▸ **Work required**: Condense the paragraph beginning "In 1815 André Michel" in the Boban family history below into a short bulleted list that keeps its main facts.

The story of how Boban came from humble circumstances to become a world-renowned expert in the field of pre-Columbian studies is one of inspiring self-invention. It is filled with almost unbelievable achievements, various mysteries, some contradictions, and a few large gaps. His journey from recognition to anonymity and later rediscovery through his connection with crystal skulls is also a cautionary tale of how little we control our legacies. No matter what legitimate contributions we make, we may ultimately be remembered for what we did on our worst day. Research has revealed a nuanced history of a complex human being who dared greatly and accomplished much.
Boban Family History
Eugène André Boban Duvergé was born in Paris on 10 March 1834. The surname Boban, which he and some family members used occasionally with Duvergé or Duverger, does not seem particularly French, and caused some ongoing confusion among even his close friends and colleagues as to its spelling. It may have its origins in Croatia, where Boban is a rather common surname, associated with the village of Bobanova Draga in what is now Bosnia Herzegovina (Bellamy 2003). This said, his paternal ancestors had lived in France since before the 1740s.
The first family members recorded in France were his great-great-grandparents, René Boban, a master cloth maker specializing in serge, and his wife, Marie Houdu, who lived in Sablé-sur-Sarthe, between Le Mans and Angers. For several generations the family continued to live in and around Angers, moving back and forth to Paris as their economic circumstances dictated.
Eugène’s grandfather, André Michel Boban Duvergé, was a tailor, like his father and grandfather before him. He married three times. His first wife was Marie Renée Hémon, a seamstress. She died in 1805, leaving him to raise their infant son, also named André.
Two years later, at the age of twenty-nine, André Michel married Marguerite Victoire Licoys, the 21-year-old daughter of a day laborer, who was also a seamstress. She died in 1810, leaving him with a two-year-old son named René Victor Boban dit [called] Duvergé, born in Angers on 4 May 1808. He was Eugène Boban’s father.
In 1815 André Michel, now thirty-seven and a widower for a second time, married Henriette Chardon. Her parents were listed as property owners in the marriage document, so, presumably, she came from a prosperous family. Within the next ten years André Michel and Henriette had three daughters: Françoise Henriette, called Fanny, born in 1816 in Angers; Henriette, born in 1823 in Paris; and Victorine, born in 1825, also in Paris. Eugène Boban’s aunts Fanny and Henriette would play a significant role throughout his life.

▸ **Stored data**:
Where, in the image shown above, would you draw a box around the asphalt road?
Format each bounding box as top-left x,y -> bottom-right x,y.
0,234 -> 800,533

▸ **Response to the task**:
- In 1815, André Michel, aged thirty-seven and widowed twice, married Henriette Chardon.
- Her parents were listed as property owners in the marriage document, so she presumably came from a prosperous family.
- Within ten years they had three daughters:
  - Françoise Henriette, called Fanny (born 1816, Angers)
  - Henriette (born 1823, Paris)
  - Victorine (born 1825, Paris)
- Fanny and Henriette, Eugène Boban's aunts, would play a significant role throughout his life.